Reproduce all of the following data line for line, without altering any character.

→ **GIVEN DATA**:

%%

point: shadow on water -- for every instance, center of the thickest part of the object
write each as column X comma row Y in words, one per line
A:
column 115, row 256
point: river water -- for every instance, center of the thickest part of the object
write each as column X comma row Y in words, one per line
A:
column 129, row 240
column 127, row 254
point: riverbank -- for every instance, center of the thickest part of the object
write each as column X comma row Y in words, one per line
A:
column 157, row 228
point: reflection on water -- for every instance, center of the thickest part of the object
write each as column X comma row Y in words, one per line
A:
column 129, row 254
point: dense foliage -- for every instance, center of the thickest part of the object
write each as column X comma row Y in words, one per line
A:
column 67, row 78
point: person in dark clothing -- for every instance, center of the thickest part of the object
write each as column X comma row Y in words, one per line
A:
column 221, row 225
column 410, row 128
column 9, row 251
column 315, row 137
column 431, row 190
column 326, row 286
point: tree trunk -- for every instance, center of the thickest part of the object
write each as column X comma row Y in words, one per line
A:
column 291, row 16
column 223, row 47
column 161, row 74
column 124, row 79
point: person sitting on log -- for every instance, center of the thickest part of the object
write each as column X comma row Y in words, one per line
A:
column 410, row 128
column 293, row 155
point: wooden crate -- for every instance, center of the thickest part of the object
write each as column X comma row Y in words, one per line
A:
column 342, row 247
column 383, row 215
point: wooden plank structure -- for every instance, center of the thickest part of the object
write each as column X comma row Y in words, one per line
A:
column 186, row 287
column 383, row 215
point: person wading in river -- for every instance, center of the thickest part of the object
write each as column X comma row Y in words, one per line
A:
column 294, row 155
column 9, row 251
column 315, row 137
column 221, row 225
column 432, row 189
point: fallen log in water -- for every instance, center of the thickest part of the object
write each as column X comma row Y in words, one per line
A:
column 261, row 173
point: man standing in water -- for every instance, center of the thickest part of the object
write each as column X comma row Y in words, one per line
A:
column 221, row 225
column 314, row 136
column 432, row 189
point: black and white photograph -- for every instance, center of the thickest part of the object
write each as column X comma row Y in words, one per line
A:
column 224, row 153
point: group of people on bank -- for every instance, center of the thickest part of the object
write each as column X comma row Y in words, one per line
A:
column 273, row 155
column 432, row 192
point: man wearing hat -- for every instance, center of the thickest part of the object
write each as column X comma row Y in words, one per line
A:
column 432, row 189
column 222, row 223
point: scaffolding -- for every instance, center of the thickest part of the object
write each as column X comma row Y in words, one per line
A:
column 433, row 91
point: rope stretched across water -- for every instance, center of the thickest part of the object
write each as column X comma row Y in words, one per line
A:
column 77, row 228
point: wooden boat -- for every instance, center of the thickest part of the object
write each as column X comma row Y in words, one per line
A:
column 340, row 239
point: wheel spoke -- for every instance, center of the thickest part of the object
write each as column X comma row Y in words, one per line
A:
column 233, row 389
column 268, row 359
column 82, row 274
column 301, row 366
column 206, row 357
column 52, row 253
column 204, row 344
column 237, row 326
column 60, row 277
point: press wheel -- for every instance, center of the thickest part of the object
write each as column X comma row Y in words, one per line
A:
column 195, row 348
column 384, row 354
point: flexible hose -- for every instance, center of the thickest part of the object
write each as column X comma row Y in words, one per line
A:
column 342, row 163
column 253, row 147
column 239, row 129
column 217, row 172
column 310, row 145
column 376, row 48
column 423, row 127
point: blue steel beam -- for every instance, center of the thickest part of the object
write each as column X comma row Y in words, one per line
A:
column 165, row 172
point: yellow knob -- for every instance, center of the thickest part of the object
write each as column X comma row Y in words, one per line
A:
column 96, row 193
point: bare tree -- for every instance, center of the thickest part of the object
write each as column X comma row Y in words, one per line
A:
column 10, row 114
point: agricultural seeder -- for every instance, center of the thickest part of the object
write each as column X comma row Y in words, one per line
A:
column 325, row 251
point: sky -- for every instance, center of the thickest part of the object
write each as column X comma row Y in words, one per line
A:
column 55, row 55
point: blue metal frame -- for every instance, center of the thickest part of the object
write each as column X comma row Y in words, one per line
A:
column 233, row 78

%%

→ **EXERCISE RESULT**:
point: shadow on water -- for every instance, center of the thickest part of the object
write each as column X comma row Y in words, one per line
A:
column 115, row 256
point: river water -- for every instance, center of the thickest part of the object
write each as column X comma row Y in words, one per line
A:
column 129, row 240
column 127, row 254
point: riverbank -- for every instance, center of the thickest part of the object
write each as column X comma row Y in words, one per line
A:
column 157, row 228
point: reflection on water -- for every instance, center of the thickest part of the object
write each as column X comma row Y in words, one per line
A:
column 129, row 254
point: dense foliage -- for every instance, center of the thickest part of the object
write each as column X comma row Y in words, one per line
A:
column 67, row 78
point: person in dark clothing -- for every instance, center of the thickest part of the object
write each as column X comma row Y in words, one per line
A:
column 221, row 225
column 410, row 128
column 9, row 251
column 315, row 137
column 431, row 190
column 326, row 286
point: tree trunk -- for every instance, center of the thickest part of the object
write each as column X comma row Y in words, one per line
A:
column 291, row 16
column 223, row 47
column 161, row 74
column 124, row 79
point: person sitting on log -- for every instance, center of the thickest part of the object
write each as column X comma row Y in words, one per line
A:
column 410, row 128
column 293, row 155
point: wooden crate -- for every instance, center of the thickest part of the object
write each as column X comma row Y in words, one per line
A:
column 342, row 247
column 383, row 215
point: wooden plank structure -- for every instance, center of the thickest part of the object
write each as column X comma row Y in words, one per line
A:
column 186, row 287
column 383, row 215
point: person wading in river -- for every instance, center of the thickest part of the object
write each as column X comma row Y in words, one per line
A:
column 294, row 155
column 9, row 251
column 315, row 137
column 221, row 225
column 432, row 189
point: fallen log in water -- for every instance, center of the thickest part of the object
write each as column X comma row Y in words, one per line
A:
column 261, row 173
point: man standing in water -- for every instance, center of the thickest part of the object
write each as column X comma row Y in words, one per line
A:
column 221, row 225
column 314, row 136
column 432, row 189
point: black and white photograph -- for every instance, center of the thickest part of the object
write each as column X comma row Y in words, one per line
A:
column 224, row 153
point: group of people on bank -- for every instance, center of the thickest part of the object
write each as column X comma row Y in words, one per line
A:
column 273, row 155
column 432, row 192
point: man wearing hat -- for every instance, center of the thickest part of the object
write each as column X comma row Y in words, one per line
A:
column 432, row 189
column 222, row 223
point: scaffolding -- for every instance, center of the thickest part of the object
write each as column X comma row Y in words, one per line
A:
column 433, row 91
point: rope stretched across water -- for every instance, center of the thickest part of the object
write each as column X comma row Y in words, one per line
A:
column 77, row 228
point: wooden boat -- for every instance, center of the thickest part of the object
write each as column X comma row Y in words, one per line
A:
column 340, row 239
point: wheel spoke -- for every instance, center of the thickest part of the object
write each as column X comma row Y in words, one per line
A:
column 233, row 389
column 268, row 359
column 82, row 274
column 301, row 366
column 206, row 357
column 52, row 253
column 204, row 344
column 237, row 326
column 60, row 277
point: press wheel -- for every instance, center of the thickest part of the object
write each as column X comma row Y in words, one per line
A:
column 195, row 348
column 384, row 354
point: flexible hose -- for every instance, center of the thickest part of the object
write each as column X comma row Y in words, one per line
A:
column 342, row 163
column 253, row 147
column 239, row 129
column 217, row 172
column 310, row 145
column 376, row 48
column 423, row 127
point: blue steel beam -- for every instance, center of the thickest part of the object
write each as column X comma row Y in words, one per line
A:
column 165, row 172
point: yellow knob -- for every instance, center of the thickest part of the object
write each as column X comma row Y in words, one per line
A:
column 96, row 193
point: bare tree -- for every instance, center of the thickest part of the object
write each as column X comma row Y in words, one per line
A:
column 10, row 114
point: agricultural seeder -- for every instance, center of the thickest part of the object
write each as column X comma row Y in words, one per line
A:
column 325, row 251
point: sky -- for every instance, center of the thickest part of the object
write each as column X comma row Y in words, one per line
A:
column 55, row 55
point: blue metal frame -- for every instance, center of the thickest part of the object
write each as column X comma row Y in words, one per line
A:
column 233, row 78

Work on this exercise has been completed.